__EXERCISE DETAILS__. Shift every answer coordinate by adding 22 to each number, and rewrite, requests included, the part of the records that opens with the line containing "Practice step: identify the earring" and runs through the end of the records, leaving the requests and their format samples unchanged and the pictures out.

Data entries:
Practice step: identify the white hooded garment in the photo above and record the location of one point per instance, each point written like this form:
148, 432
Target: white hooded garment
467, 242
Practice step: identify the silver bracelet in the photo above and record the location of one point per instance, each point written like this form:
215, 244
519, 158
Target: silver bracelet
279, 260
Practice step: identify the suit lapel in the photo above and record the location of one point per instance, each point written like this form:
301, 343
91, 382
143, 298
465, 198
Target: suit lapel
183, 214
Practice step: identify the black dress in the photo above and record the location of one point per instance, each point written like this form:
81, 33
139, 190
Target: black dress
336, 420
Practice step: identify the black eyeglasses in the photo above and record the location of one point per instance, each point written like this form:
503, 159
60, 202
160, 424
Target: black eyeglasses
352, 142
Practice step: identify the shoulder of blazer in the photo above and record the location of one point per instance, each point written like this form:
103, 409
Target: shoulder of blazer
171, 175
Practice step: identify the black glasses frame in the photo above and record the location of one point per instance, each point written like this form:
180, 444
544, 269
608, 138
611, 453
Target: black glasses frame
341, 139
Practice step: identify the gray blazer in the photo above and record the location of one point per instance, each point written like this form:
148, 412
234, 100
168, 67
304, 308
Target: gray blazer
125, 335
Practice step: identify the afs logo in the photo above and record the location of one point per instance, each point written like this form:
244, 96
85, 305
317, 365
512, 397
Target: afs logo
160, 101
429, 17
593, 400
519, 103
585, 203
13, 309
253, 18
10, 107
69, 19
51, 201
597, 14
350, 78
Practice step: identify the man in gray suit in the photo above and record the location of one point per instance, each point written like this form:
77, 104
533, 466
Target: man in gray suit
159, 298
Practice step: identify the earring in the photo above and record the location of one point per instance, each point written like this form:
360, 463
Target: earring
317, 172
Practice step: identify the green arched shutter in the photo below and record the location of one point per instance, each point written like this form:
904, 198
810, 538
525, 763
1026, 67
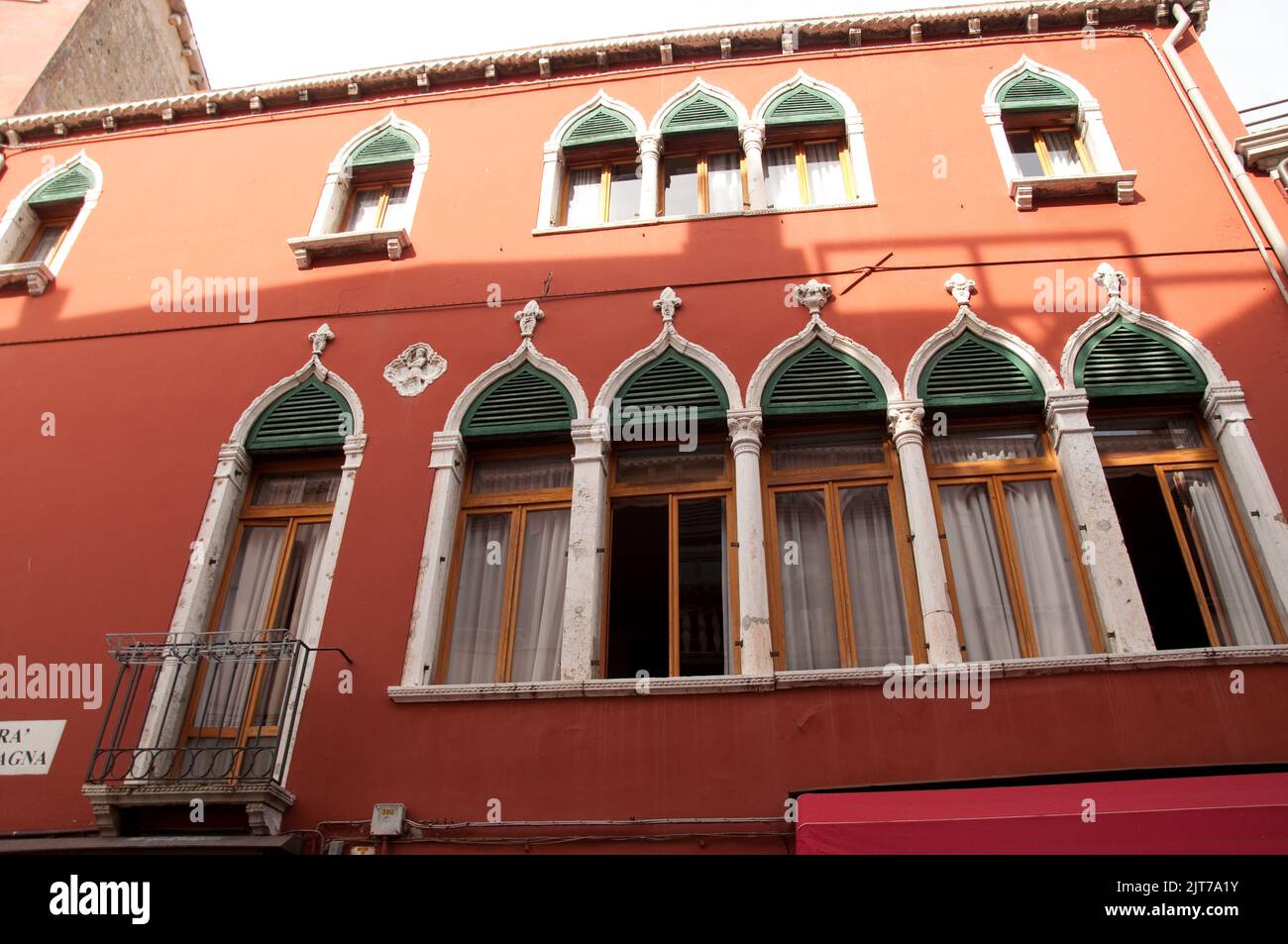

__REPLY__.
Practice step: identify the earring in the photo above and record the location of one point per instance, each point written like this form:
360, 463
Target: earring
339, 194
Practice step: identify the green arched shutter in the photo below and record the location of one point per instance, each point written like this form:
904, 198
810, 538
525, 763
1026, 67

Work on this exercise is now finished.